### WHAT TO PRODUCE
Set every entry down again, unchanged, picture-free.

### SOURCE DATA
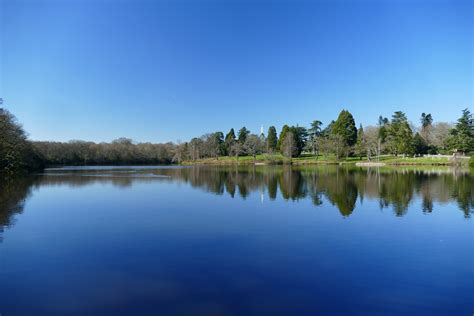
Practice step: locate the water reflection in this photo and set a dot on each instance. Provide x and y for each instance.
(13, 194)
(340, 186)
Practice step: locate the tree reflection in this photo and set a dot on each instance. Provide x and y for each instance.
(339, 186)
(13, 194)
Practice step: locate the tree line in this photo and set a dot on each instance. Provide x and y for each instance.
(340, 138)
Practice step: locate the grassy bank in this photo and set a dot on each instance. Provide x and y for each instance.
(310, 160)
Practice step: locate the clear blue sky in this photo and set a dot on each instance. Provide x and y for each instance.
(168, 70)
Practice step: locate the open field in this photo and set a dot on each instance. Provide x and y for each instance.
(307, 159)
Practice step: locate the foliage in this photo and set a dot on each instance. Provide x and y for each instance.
(243, 132)
(345, 128)
(462, 135)
(16, 152)
(272, 139)
(400, 135)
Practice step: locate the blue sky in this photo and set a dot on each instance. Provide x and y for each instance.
(168, 70)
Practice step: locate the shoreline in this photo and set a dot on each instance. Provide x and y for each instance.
(392, 161)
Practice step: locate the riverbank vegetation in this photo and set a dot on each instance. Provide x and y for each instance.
(392, 141)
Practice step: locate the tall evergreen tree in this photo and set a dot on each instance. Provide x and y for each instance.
(272, 139)
(361, 143)
(400, 135)
(243, 132)
(462, 135)
(285, 130)
(229, 141)
(345, 127)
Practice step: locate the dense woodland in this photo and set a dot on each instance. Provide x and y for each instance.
(340, 138)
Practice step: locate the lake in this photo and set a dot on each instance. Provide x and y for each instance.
(263, 240)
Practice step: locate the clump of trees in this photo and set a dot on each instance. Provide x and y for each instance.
(16, 152)
(340, 138)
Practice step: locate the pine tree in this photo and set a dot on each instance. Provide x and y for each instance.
(243, 132)
(346, 129)
(462, 135)
(229, 141)
(272, 139)
(400, 135)
(283, 133)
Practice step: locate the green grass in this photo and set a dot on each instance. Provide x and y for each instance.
(330, 159)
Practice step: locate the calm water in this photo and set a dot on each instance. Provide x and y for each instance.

### OUTPUT BELOW
Practice step: locate the water reflection in this photo and set a dot on each instance. Provide x and y for each instance.
(13, 194)
(340, 186)
Practice step: locate the tree reflection in this photo and set a dot on each instance. Provide x and y for each instance.
(339, 186)
(13, 194)
Practice step: locate the tree line in this photo and set a dot on each instance. Provide x and y for each instance.
(340, 138)
Practice step: locate the grassy bank in this photo and set a dot on each instance. Provide x and y for each instance.
(310, 160)
Practice step: locate the clear blue sky in this photo and set a dot on each instance. Provide x and y for each instance.
(168, 70)
Practice step: locate the open field in this photo and set a dot on each instance. Provide x and y for each instance.
(307, 159)
Practice step: locate the foliage in this photo and set a dot on each instance. Provide x and y for each instance.
(243, 132)
(345, 128)
(462, 135)
(16, 152)
(272, 139)
(400, 135)
Practice step: locate the blue sky in this photo and set a dot on each instance. Provide x and y for each instance.
(168, 70)
Practice step: locate the shoreline in this photo and set a dot on each instance. Provide x and y for each instance.
(392, 161)
Practice step: locate the riverbank vegetation in this photo and set a dot on each instance. Provide x and y for each instance.
(392, 141)
Practice step: locate the tall evergreen tree in this photo and set a dot on each instance. Provide x and y for each instance.
(272, 139)
(361, 143)
(400, 135)
(243, 132)
(462, 135)
(285, 130)
(229, 141)
(345, 127)
Practice step: locate the dense woodland in this photo and set a dot on each instance. Provide x and y for each instance.
(340, 138)
Practice step: locate the lake in this photo and set a dot on each instance. Provide x and y for each instance.
(263, 240)
Practice step: locate the clump of trees in this photo and set a dot on each instance. Provide x and y for each instance.
(16, 152)
(340, 138)
Practice step: locate the pine tree in this photo and set a dot on each instance. Provide x and y for each instance.
(243, 132)
(346, 129)
(462, 135)
(229, 141)
(272, 139)
(400, 135)
(283, 133)
Practice step: locate the green grass in this photo and set a dot on each instance. Provide x and y for each instance.
(330, 159)
Practice step: locate the calm water in this photo and set a dot on each instance. Provide x and y for each instance.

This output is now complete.